[Stored dataset items]

· · · ·

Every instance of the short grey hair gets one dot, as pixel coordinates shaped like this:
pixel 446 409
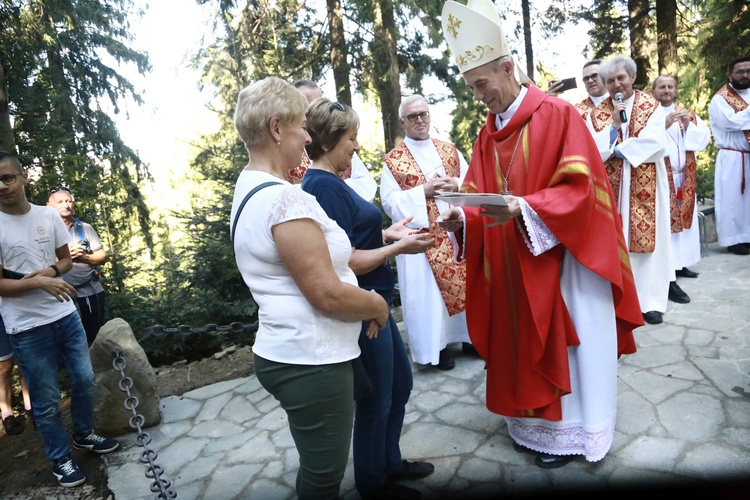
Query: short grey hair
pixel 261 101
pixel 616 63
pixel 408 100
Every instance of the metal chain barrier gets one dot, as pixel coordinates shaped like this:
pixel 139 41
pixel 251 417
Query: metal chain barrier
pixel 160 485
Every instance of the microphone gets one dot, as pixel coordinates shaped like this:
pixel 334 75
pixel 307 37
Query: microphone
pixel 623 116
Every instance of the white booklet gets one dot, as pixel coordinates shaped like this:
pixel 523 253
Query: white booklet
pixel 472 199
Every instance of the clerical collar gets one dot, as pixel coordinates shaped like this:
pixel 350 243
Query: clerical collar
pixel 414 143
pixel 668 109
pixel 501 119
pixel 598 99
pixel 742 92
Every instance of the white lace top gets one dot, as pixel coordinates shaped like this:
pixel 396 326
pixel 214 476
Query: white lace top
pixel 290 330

· · · ·

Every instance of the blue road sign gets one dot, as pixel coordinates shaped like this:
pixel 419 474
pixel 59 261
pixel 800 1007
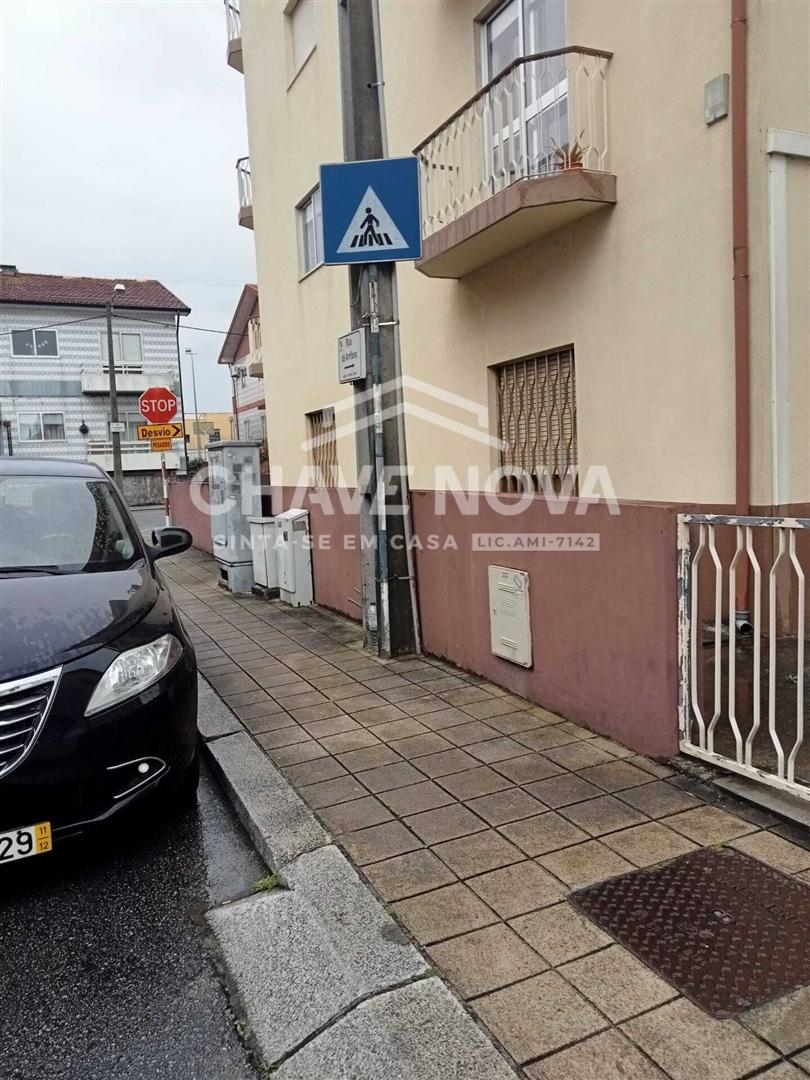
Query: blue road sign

· · · ·

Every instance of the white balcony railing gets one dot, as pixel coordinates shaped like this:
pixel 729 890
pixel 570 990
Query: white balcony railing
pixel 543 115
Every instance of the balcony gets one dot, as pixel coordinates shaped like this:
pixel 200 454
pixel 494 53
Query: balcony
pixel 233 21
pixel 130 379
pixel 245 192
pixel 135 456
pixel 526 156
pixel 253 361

· · · ·

**Goal of the exercise**
Please return each line of the records above that contains the word "white". Case counts.

**Result**
Every instance of the white booklet gets one dot, as pixel coordinates shaped like this:
Query: white booklet
Every instance of the white lace top gets one dot, as pixel coordinates shaped like this:
Query: white lace top
Every instance of the white balcony railing gets one dot, as pixel coordinates shaped like this:
Query: white balcony railing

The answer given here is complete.